Work instructions: Write out, unaltered, each line from the top of the records below down to the line where "[1105, 229]" appears, that line included.

Entries shown:

——

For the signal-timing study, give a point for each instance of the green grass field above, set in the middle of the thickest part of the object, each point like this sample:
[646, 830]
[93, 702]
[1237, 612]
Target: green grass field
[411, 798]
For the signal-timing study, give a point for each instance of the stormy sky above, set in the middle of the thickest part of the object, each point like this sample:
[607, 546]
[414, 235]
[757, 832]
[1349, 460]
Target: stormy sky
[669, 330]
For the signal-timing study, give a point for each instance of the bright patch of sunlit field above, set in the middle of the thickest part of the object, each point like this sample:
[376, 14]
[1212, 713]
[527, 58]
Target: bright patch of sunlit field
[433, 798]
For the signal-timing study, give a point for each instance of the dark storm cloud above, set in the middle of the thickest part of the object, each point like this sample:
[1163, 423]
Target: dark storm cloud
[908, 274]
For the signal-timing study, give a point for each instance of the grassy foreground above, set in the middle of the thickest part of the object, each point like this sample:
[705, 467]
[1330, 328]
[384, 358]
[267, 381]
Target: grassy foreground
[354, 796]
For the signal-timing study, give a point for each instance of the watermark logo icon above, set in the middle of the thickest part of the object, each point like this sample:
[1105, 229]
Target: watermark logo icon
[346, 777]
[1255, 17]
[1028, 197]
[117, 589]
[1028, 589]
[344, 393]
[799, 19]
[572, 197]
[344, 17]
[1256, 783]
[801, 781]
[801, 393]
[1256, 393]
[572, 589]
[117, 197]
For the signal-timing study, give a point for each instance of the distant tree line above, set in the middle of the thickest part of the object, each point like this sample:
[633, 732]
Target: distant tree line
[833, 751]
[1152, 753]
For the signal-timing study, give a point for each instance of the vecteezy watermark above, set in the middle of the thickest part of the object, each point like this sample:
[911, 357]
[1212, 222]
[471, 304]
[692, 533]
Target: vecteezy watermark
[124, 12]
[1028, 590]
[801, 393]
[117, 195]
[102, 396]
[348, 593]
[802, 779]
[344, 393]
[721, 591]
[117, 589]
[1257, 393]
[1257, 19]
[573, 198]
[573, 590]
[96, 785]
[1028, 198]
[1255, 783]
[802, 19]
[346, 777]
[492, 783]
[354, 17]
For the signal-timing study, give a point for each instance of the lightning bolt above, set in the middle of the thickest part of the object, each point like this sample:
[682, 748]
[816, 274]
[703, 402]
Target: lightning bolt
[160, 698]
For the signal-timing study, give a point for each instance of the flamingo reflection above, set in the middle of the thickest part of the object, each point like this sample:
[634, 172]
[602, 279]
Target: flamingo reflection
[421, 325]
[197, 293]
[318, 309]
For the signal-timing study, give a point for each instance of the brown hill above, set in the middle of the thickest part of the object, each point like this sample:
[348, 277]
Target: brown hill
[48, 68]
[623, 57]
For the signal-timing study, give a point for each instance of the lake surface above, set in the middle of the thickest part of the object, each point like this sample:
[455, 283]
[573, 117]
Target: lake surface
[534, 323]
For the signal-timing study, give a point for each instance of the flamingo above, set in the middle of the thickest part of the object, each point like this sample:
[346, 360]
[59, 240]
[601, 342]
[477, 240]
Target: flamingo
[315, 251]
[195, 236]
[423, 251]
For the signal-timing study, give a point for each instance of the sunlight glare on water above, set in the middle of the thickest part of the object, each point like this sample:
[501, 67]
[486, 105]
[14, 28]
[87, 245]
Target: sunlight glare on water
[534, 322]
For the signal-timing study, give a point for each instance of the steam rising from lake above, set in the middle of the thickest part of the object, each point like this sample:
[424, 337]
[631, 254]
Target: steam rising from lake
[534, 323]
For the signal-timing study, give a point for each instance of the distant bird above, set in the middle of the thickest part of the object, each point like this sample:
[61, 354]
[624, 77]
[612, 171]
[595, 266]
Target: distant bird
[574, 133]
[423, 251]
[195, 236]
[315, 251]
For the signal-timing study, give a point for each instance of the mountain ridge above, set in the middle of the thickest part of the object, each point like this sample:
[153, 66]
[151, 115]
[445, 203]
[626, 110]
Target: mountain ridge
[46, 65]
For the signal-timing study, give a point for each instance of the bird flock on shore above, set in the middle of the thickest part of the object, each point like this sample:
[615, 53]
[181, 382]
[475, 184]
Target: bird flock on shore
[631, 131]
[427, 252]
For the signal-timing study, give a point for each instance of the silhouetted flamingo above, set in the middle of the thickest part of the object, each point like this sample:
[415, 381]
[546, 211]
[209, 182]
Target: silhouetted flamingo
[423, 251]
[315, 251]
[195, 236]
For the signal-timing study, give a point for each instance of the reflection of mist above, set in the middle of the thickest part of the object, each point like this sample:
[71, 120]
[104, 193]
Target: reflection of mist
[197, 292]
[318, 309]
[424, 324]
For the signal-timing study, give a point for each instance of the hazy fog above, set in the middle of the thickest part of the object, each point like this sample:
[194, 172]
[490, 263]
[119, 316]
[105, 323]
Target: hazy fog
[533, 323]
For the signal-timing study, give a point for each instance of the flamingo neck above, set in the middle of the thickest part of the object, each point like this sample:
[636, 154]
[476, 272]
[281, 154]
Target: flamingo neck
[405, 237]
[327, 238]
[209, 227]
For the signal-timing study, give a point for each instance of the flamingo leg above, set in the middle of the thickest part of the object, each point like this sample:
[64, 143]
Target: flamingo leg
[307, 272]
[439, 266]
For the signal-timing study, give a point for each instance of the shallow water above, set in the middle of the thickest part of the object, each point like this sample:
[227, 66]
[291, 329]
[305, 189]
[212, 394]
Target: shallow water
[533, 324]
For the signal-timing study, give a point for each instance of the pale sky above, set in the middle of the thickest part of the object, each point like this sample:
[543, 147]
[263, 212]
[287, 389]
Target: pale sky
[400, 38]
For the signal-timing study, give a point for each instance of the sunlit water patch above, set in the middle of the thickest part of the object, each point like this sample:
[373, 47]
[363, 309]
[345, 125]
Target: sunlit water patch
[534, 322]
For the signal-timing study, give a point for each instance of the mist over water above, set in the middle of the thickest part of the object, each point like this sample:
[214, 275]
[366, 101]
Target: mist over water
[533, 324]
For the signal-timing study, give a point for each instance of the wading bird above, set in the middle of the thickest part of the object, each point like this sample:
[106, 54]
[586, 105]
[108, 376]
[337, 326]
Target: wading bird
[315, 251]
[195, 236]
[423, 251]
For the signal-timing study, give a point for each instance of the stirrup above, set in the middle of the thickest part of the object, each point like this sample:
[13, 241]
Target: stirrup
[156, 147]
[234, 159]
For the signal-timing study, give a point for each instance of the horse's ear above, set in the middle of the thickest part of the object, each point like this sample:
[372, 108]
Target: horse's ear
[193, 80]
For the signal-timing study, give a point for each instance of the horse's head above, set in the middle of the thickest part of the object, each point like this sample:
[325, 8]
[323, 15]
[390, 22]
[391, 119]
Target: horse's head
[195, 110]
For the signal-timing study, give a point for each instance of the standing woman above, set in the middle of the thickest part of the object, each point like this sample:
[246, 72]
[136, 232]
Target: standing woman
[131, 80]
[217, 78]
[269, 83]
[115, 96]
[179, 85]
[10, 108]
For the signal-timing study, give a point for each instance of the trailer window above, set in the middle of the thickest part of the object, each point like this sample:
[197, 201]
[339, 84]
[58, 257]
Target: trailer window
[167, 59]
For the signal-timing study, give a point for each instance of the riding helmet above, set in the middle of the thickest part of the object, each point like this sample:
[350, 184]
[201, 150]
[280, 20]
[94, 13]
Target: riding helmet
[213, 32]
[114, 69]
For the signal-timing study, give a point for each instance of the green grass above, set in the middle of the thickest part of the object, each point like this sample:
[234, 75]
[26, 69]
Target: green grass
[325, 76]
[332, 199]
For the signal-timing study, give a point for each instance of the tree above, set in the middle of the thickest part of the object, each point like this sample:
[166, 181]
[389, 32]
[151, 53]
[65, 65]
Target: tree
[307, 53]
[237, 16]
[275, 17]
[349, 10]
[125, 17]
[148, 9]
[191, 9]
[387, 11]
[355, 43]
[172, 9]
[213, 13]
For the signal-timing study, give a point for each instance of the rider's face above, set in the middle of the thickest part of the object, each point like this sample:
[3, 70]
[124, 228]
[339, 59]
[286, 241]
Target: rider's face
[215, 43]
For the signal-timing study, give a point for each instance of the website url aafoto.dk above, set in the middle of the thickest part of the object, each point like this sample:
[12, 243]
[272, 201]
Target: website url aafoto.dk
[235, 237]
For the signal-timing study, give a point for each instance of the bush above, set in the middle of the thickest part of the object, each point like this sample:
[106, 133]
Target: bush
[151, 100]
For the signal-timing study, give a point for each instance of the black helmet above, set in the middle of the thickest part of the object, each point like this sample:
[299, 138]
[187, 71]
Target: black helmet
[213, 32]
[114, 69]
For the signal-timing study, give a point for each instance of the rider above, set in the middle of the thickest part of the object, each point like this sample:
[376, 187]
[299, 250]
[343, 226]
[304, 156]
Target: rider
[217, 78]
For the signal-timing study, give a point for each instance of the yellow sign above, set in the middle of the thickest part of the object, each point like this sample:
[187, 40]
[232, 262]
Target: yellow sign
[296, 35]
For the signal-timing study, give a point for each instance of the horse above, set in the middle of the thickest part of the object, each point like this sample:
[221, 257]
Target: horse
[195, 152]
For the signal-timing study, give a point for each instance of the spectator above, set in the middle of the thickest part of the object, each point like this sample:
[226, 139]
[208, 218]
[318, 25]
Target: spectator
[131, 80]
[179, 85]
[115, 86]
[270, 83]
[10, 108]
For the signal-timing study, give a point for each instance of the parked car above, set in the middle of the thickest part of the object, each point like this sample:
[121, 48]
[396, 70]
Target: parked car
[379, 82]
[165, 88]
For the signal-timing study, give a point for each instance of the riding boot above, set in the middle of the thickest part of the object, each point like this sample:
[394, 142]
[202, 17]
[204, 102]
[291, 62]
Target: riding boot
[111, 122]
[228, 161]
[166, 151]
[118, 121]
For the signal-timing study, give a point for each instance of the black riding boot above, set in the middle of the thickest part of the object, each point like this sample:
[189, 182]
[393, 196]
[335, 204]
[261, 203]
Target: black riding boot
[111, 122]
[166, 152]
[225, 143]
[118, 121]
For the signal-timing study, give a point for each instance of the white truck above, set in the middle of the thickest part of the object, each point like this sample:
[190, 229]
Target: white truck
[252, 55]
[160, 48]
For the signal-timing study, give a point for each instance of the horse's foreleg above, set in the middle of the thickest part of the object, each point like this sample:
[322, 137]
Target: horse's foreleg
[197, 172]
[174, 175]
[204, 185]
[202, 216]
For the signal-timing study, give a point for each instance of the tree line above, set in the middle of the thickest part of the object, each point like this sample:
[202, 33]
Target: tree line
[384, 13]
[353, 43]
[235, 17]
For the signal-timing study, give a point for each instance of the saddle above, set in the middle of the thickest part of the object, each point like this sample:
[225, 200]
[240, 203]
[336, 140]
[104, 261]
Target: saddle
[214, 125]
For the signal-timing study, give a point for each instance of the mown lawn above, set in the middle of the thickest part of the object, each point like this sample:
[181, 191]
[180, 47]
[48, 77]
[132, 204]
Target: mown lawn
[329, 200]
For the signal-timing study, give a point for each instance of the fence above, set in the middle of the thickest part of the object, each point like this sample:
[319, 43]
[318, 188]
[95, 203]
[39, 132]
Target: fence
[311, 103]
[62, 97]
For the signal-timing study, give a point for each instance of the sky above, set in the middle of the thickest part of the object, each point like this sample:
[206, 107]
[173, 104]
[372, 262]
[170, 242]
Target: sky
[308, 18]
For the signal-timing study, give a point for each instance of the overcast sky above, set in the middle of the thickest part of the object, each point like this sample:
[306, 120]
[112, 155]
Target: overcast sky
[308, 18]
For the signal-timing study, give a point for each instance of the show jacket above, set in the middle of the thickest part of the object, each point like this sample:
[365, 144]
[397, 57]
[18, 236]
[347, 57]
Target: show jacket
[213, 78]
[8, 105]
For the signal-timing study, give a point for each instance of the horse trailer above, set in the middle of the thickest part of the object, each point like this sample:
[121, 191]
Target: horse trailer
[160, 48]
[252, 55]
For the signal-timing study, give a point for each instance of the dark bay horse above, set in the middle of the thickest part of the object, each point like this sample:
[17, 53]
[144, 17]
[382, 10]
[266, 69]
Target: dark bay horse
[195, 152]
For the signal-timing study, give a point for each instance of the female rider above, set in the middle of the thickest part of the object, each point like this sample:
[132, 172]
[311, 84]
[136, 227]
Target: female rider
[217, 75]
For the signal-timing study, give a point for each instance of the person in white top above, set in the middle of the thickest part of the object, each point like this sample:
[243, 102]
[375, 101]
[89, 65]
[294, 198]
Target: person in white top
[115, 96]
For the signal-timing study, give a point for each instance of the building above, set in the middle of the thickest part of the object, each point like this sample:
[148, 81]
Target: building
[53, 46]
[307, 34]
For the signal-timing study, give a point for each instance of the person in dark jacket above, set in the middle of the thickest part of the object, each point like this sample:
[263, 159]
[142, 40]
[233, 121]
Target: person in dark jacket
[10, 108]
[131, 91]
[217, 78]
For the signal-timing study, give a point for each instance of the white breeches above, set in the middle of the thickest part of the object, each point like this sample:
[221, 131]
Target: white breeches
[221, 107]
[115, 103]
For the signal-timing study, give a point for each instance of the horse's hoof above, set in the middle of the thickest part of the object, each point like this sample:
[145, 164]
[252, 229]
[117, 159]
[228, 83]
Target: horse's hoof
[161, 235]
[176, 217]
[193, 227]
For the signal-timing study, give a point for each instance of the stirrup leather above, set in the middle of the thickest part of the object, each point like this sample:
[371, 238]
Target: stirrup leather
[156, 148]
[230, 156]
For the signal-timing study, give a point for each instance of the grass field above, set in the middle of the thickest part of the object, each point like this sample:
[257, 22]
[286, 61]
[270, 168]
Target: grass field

——

Solution below:
For the signal-timing study, give a point for each instance of the green grass field above, set in the middle of the thickest part of the object, each point like this sample:
[646, 830]
[93, 702]
[1237, 612]
Target: green grass field
[411, 798]
For the signal-timing study, give a point for each instance of the stormy sky above, set in the middle of the thickest part of the object, each point like this sample:
[607, 546]
[414, 235]
[757, 832]
[1349, 460]
Target: stormy sky
[669, 330]
For the signal-timing study, give a point for each instance of the bright patch of sunlit field above, set in the middle of the thickest part of the object, each point like this sample:
[376, 14]
[1212, 713]
[527, 58]
Target: bright patch of sunlit field
[433, 798]
For the signal-timing study, give a point for each instance of the dark storm cloud above, set in the middle of the thickest part of the object, each point like this sample:
[1163, 423]
Target: dark storm cloud
[908, 274]
For the signal-timing study, give a point for each instance of the grassy foreground above, set in the middle of the thickest part of the object, each point like this sample:
[705, 467]
[1330, 328]
[384, 358]
[267, 381]
Target: grassy foreground
[354, 796]
For the signal-timing study, give a point for each instance of the watermark logo icon above, set in the middle of the thickest part of the object, each point like this sample:
[1105, 229]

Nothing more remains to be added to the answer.